→ **Task instructions**
Set down every record once more, exactly as given.

(Material shown)

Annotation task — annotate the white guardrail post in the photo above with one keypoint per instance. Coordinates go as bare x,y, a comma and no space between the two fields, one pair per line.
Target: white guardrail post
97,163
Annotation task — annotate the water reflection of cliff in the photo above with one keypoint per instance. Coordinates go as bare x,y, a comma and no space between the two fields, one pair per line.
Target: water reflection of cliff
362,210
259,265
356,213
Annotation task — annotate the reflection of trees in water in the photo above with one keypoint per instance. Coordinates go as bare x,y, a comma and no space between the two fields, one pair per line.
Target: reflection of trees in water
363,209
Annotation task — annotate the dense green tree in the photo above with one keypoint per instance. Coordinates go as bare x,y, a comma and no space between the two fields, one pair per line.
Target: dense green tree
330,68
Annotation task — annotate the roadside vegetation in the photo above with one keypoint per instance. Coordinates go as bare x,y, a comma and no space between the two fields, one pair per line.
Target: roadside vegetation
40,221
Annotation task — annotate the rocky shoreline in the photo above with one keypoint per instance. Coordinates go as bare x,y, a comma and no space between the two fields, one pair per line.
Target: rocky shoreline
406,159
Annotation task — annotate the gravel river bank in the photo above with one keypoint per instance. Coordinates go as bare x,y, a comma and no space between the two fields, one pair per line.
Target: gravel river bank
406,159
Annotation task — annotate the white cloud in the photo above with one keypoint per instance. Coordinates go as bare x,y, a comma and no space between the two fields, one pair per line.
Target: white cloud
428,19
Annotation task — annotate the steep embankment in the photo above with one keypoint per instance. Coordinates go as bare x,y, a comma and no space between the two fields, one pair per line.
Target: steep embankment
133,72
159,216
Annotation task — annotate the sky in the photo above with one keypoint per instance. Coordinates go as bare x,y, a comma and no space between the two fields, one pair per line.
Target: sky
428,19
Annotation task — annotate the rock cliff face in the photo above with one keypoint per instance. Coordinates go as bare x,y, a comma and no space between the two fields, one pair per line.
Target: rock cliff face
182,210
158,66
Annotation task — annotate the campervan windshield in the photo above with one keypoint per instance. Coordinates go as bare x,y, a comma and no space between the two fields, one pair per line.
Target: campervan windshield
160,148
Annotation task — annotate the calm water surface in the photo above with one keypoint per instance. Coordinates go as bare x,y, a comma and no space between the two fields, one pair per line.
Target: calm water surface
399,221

(End Material shown)

→ **Result**
Annotation task — annotate the white guardrail post in the photo above with one keypoint per instance. Coordinates go as bare x,y, a comma and no space between the two fields, one pair per line.
Target: white guardrail post
97,163
Annotation task — annotate the water reflection of cliff in the photo above with one keypoint per instance. Coordinates go as bare x,y, a comma and no space between the two fields, one pair per line.
Target: water reflection of cliff
362,210
259,265
356,213
Annotation task — annotate the reflection of trees in water in the photo above with one keypoint per instance. Coordinates go as bare x,y, a comma and no space between the two fields, one pair per line.
Target: reflection of trees in water
363,209
Annotation task — annotate the dense green tree in the photo above with one keypoint per instance. Coordinates go as bare x,y, a comma and no space between the two fields, one pair per line.
Target: dense green tree
330,68
Annotation task — annotate the roadside vegetation in the photo above with one keypoint per instance. Coordinates go as bare x,y, a comma and no space between the two fields, one pair per line.
Target: roadside vegetation
40,221
Annotation task — annotate the rocky shoreline in the photo above with one keypoint per instance. Coordinates go as bare x,y, a comma and no space between the two fields, one pair per line.
Target: rocky shoreline
406,159
Annotation task — annotate the gravel river bank in the photo above with one keypoint per instance. Coordinates go as bare x,y, a comma and no space between the two fields, one pair per line.
Target: gravel river bank
406,159
Annotation task — annotate the white cloud in the photo above with one keypoint per instance. Coordinates go as bare x,y, a comma and no space between the two fields, one pair per line.
Target: white cloud
428,19
Annotation task — annotate the steep embankment in the photo above with one keypoint per instance. Coordinates go as bare x,y, a comma and no space between the two fields, one pair per line.
Target: steep embankment
133,72
159,216
Annotation task — annotate the sky in the photo above with one keypoint per instance. Coordinates go as bare x,y, a comma and no space between the two fields, one pair per line.
Target: sky
428,19
Annotation task — annotate the rock cliff face in the photo above with one keypoint per instance. Coordinates go as bare x,y, a comma and no space between the two fields, one pair per line.
Target: rock cliff face
182,210
158,66
Annotation task — annotate the campervan windshield in the photo above with one keypoint per instance. Coordinates go as bare x,y, a comma and no space between the two fields, one pair per line.
Target: campervan windshield
160,148
Annotation task — annotate the calm water surface in the photo above with one keypoint per instance. Coordinates go as bare x,y, a comma and no space between the two fields, one pair per line.
Target: calm water surface
399,221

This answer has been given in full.